> **JOB**:
Pick out every line of the items below that contains the string "bbox", and copy each one. Case counts.

> **DATA PROVIDED**:
────

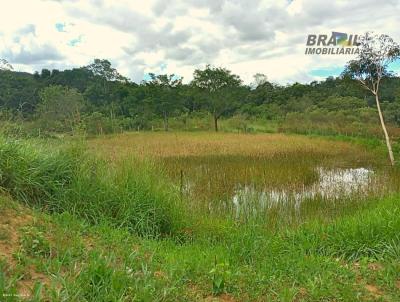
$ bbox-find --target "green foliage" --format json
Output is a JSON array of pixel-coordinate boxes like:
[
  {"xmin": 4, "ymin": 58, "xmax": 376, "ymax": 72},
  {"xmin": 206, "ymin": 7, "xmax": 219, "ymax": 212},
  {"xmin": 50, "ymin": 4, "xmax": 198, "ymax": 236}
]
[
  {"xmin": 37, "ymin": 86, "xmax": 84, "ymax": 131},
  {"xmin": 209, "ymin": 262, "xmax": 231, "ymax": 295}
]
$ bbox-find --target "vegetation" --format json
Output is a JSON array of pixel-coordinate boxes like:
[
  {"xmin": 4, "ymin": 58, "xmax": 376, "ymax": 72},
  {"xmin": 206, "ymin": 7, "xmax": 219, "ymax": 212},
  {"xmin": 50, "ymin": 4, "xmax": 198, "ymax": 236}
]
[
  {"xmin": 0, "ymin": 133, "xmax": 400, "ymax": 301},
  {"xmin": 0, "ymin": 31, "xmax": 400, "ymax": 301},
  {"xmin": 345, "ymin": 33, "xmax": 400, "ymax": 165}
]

────

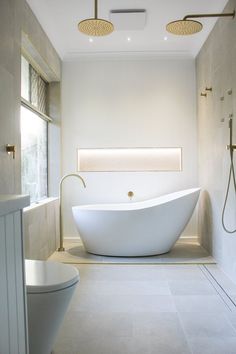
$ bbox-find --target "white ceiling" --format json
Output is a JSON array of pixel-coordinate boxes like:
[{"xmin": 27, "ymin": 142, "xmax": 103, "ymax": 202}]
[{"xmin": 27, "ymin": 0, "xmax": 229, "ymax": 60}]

────

> **FULL RESPONSE**:
$ bbox-find --target "green foliage" --format json
$ bbox-find --target "vegetation" --format json
$ bbox-find --target "white ceiling" --format json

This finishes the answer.